• _ТЕКСТ ДЛЯ ИЗУЧЕНИЯ_:
Старший сын — Бала Ага кончил институт и получил диплом инженера-нефтяника. Младший — Сулейман стал врачом. И только среднего — Гусейна мать не понимала. Он был любимым сыном, ласковым и заботливым. Но он не хотел быть ни врачом, ни инженером. Он грезил небом.
Старая мать с трудом привыкала к трамваю и автомашинам, она больше доверяла извозчику или попросту ходила пешком, а Гусейн мечтал о самолетах.
Он был упрямым и настойчивым. Он готов был биться до последних сил, только чтобы мечты стали явью. Мать это знала лучше других.
Инженер — это мирная профессия, спокойная. И врач — тоже профессия мирная. Они на земле, со своими заботами, радостями и горестями.
А летчик в небе. И неизвестно, как он там держится. Ведь человек не птица. В любую минуту может свалиться на землю. Так по крайней мере казалось Кюбреханум.
...Мать умерла перед войной, в 1939 году. По счастью, она не узнала, что два ее сына — врач и летчик — останутся на поле брани. Оказалось, что и врач — профессия не очень-то мирная...
Когда она спрашивала сына, не страшно ли ему в небе, он только усмехался. Начинал горячо рассказывать ей о том необыкновенном, волнующем чувстве, которое охватывает человека в небе, когда хочется смеяться и петь.
«Сев на чужого коня, — говорит народная мудрость, — сойдешь на полдороге». И мать понимала, что Гусейну незачем садиться на чужого коня, если он твердо сидит на своем.
По вечерам, ожидая его прихода с аэродрома, Кюбра-ханум вспоминала Гусейна совсем маленьким, босоногим мальчишкой. Был он крепышом, летом целыми днями возился на Пиршагинском пляже, строил из песка каналы и крепости...

• _ЗАДАНИЕ ДЛЯ ВЫПОЛНЕНИЯ_:
Продолжите, пожалуйста, текст о Гусейне и его матери, начав сразу после его последнего предложения. Строки дальше — отдельный материал, не входящий в текст о Гусейне и его матери.

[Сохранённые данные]

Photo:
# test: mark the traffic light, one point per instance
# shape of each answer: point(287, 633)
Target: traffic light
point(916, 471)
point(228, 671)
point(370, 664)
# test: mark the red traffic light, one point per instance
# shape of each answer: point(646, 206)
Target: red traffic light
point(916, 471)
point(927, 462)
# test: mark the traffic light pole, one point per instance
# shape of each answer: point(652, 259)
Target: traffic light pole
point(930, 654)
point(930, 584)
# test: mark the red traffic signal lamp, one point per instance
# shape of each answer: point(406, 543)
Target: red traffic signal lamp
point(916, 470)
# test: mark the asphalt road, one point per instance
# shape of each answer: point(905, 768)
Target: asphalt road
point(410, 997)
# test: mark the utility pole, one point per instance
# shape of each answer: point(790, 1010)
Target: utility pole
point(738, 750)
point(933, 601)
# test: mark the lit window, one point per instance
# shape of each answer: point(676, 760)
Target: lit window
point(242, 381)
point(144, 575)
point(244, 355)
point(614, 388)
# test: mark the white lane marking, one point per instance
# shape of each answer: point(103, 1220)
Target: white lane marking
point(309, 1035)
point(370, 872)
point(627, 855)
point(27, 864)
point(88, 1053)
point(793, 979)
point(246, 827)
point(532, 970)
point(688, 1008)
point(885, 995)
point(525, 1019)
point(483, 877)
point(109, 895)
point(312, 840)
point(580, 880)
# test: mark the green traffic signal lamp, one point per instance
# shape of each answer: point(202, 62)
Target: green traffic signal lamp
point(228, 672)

• _РЕЗУЛЬТАТ УПРАЖНЕНИЯ_:
Потом подрос и пошел в школу. Ему приходилось донашивать вещи старшего брата... Работал и учился в ФЗУ. И вдруг появилось это увлечение.
С чего началось? Трудно вспомнить... Может быть, с первых запущенных в воздух змеев или с деревянных моделей самолетов, которые он так любил мастерить...
А в 1938 году о нем уже писали в газетах. Правда, Кюбра-ханум сама не могла этого прочесть. Прочли дочери. Но газету она сохраняла всю жизнь, до самой смерти. И при удобном случае с гордостью показывала знакомым и соседям:
— Это про нашего Гусейна... Видите, и в газете написали...
Заметка называлась «Крылатый Баку». Вот что в ней говорилось:
«...Комсомолец Г. Алиев — горячий энтузиаст планерного спорта. Он взял на себя руководство группой планеристов из Дома пионеров, и теперь на планерной станции строится специальный пионерский ангар для двух планеров...»
Это была газета «Вышка» за 18 августа 1937 года. В той же газете рядом с заметкой о Гусейне стояла сводка боев в Испании, стояли сообщения о перелете через полюс в Америку Чкалова, Белякова и Байдукова, об исчезновении в полярных широтах самолета Леваневского...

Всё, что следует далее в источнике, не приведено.